# [INPUT ROWS]
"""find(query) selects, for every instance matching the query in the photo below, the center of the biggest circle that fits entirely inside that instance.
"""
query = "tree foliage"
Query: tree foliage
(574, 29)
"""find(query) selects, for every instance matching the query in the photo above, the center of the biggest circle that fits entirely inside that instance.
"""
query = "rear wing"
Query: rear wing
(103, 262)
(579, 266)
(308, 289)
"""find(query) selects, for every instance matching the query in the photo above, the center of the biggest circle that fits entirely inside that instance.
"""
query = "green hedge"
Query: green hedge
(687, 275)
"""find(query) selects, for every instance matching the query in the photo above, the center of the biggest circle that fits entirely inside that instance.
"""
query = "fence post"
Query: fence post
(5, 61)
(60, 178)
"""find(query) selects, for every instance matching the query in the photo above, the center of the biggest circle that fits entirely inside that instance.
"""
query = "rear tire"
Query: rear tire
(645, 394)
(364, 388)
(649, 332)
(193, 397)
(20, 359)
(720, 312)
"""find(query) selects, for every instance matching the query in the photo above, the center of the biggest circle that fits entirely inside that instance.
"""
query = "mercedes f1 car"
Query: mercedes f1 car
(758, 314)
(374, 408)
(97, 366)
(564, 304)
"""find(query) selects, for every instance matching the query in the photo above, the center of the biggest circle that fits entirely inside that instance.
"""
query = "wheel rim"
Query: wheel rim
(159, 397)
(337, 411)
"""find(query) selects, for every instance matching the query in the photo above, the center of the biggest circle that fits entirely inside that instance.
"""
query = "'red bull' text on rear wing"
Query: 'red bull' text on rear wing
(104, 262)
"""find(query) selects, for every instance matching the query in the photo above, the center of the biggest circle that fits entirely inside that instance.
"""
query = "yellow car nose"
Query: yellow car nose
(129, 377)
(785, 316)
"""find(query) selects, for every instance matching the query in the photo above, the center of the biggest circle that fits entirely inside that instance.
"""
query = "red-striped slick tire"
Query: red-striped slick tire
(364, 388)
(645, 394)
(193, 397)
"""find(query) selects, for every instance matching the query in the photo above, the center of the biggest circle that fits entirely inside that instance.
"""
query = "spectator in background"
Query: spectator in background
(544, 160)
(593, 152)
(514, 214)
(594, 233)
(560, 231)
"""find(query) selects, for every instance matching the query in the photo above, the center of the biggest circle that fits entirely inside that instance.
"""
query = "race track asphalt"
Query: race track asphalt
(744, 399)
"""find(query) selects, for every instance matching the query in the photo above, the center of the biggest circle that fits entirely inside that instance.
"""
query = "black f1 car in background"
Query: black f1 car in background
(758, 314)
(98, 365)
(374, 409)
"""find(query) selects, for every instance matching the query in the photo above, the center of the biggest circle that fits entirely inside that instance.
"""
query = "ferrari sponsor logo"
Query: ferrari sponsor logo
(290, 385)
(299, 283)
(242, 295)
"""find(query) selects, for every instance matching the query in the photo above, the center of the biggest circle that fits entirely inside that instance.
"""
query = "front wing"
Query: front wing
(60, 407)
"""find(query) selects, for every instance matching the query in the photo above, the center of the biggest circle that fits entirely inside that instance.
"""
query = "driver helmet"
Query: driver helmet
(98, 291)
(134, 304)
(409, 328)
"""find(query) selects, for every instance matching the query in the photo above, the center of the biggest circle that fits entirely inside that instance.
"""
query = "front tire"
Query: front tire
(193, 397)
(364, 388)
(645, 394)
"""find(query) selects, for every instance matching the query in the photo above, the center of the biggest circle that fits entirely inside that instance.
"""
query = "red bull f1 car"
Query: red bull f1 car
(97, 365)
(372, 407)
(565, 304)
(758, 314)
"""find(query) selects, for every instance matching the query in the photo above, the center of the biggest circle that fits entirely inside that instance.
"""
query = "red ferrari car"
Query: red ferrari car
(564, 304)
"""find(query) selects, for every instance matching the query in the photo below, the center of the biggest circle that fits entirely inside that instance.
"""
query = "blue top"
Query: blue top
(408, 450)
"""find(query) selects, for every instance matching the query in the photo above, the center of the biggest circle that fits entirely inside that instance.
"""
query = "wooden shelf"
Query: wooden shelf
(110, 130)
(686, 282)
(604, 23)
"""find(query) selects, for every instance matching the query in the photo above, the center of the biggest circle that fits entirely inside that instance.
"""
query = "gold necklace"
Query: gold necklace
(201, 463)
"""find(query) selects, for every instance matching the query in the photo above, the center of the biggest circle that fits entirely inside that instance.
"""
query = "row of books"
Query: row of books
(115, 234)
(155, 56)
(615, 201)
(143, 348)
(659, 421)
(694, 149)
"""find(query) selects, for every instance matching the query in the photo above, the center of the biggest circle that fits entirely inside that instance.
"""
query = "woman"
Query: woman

# [STATED GOAL]
Return the lines above exactly, keeping every word.

# [ANSWER FOR THE TASK]
"""find(query) selects, for every instance matching the query in the photo below, the center of the biggest circle that fits entirely inside that instance.
"""
query = "tree foliage"
Query: tree foliage
(574, 29)
"""find(query) selects, for every instance matching the query in the photo above, the center of the biggest circle that fits entirely inside that instance.
"""
query = "rear wing"
Query: rear wing
(103, 262)
(579, 266)
(308, 289)
"""find(query) selects, for every instance matching the query in the photo above, the center of the biggest circle that fits entirely inside that instance.
"""
query = "green hedge"
Query: green hedge
(687, 275)
"""find(query) selects, for every instance matching the query in the photo above, the center of the biggest circle that fits entirely inside that instance.
"""
query = "fence post"
Query: fence post
(5, 61)
(60, 178)
"""find(query) selects, for every instance matching the query in the photo above, the center of the biggest circle that fits entirely inside that instance.
"""
query = "rear tire"
Query: rear tire
(645, 394)
(364, 388)
(649, 332)
(193, 397)
(20, 359)
(720, 312)
"""find(query) selects, for every instance matching the query in the photo above, the center of the biggest circle that fits entirely inside that instance.
"""
query = "mercedes f1 car"
Query: mercedes f1 car
(758, 314)
(374, 408)
(97, 366)
(564, 304)
"""find(query) selects, for every instance matching the query in the photo above, the center of the biggest circle that fits entirely inside that instance.
"""
query = "wheel rim"
Query: wheel rim
(159, 397)
(337, 411)
"""find(query) selects, for every instance matching the query in the photo above, the center of the biggest circle that fits entirely inside that instance.
"""
query = "'red bull' text on rear wing"
Query: 'red bull' text on rear wing
(104, 262)
"""find(query) selects, for every instance matching the query in the photo above, the center of the biggest circle that fits entirely inside that instance.
"""
query = "yellow car nose"
Query: yellow car nose
(129, 377)
(785, 316)
"""find(query) selects, for every instance matching the query in the photo above, the center of the biggest circle that fits entirely inside that instance.
"""
query = "red-striped slick tire"
Query: red-striped slick tire
(364, 388)
(645, 394)
(193, 397)
"""find(query) selects, for every instance matching the query in the photo above, the center of the biggest circle that fits entirely inside that instance.
"""
query = "spectator in background"
Query: spectator in background
(544, 160)
(593, 152)
(514, 214)
(594, 233)
(560, 231)
"""find(query) selects, for every instance matching the query in the photo above, the center of the biggest circle that fits entirely inside that instance.
"""
query = "race track asphalt"
Query: race track asphalt
(744, 399)
"""find(query) selects, for every instance matching the query in the photo above, the center of the biggest circle that fits entirely inside that instance.
"""
query = "black f1 car in background"
Query: black f1 car in background
(758, 314)
(98, 365)
(374, 409)
"""find(query) selects, for every instance matching the query in the photo above, the center of the biggest circle that fits entirely inside that instance.
"""
query = "ferrari sponsor logo"
Query: ferrari sponsor logo
(290, 385)
(299, 283)
(242, 295)
"""find(query) selects, for every instance matching the query in the photo above, the center of the biggest circle that fits entirely inside that instance.
"""
query = "front wing"
Query: front wing
(60, 407)
"""find(query) selects, for every instance matching the query in the photo above, the center of the biggest circle that fits entirely inside that instance.
"""
query = "driver helmet"
Query: driver helmet
(98, 291)
(134, 304)
(409, 328)
"""find(query) selects, for every instance matching the query in the photo above, the center of the biggest circle that fits entirely inside that instance.
"""
query = "front tire"
Query: front tire
(193, 397)
(364, 388)
(645, 394)
"""find(query) selects, for every instance matching the query in the photo above, the center of the biggest circle that fits entirely inside that instance.
"""
query = "red bull f1 car"
Query: red bull f1 car
(97, 365)
(372, 407)
(565, 304)
(758, 314)
"""find(query) selects, for every instance matching the query in the photo above, the center of the biggest circle that fits entirely inside that instance.
"""
query = "red ferrari car"
Query: red ferrari car
(564, 304)
"""find(query) selects, for every instance matching the query in the photo below, the center of the biggest circle that fits entirely inside that instance.
"""
query = "blue top"
Query: blue top
(408, 450)
"""find(query) selects, for every instance matching the query in the photo above, the center of the biggest circle that fits entirely inside that instance.
"""
query = "wooden shelf"
Query: wooden shelf
(110, 130)
(686, 282)
(604, 23)
"""find(query) selects, for every instance matching the query in the photo above, the center of the biggest circle that fits entirely inside that instance.
"""
query = "gold necklace"
Query: gold necklace
(201, 463)
"""find(query) selects, for every instance matching the query in the photo above, the center of the biggest circle that fits entirely inside that instance.
"""
query = "row of books"
Query: row of books
(115, 234)
(155, 56)
(615, 201)
(143, 348)
(659, 421)
(694, 149)
"""find(query) selects, for every instance matching the query in the photo above, the center of the biggest circle that fits entirely inside that instance.
"""
query = "woman"
Query: woman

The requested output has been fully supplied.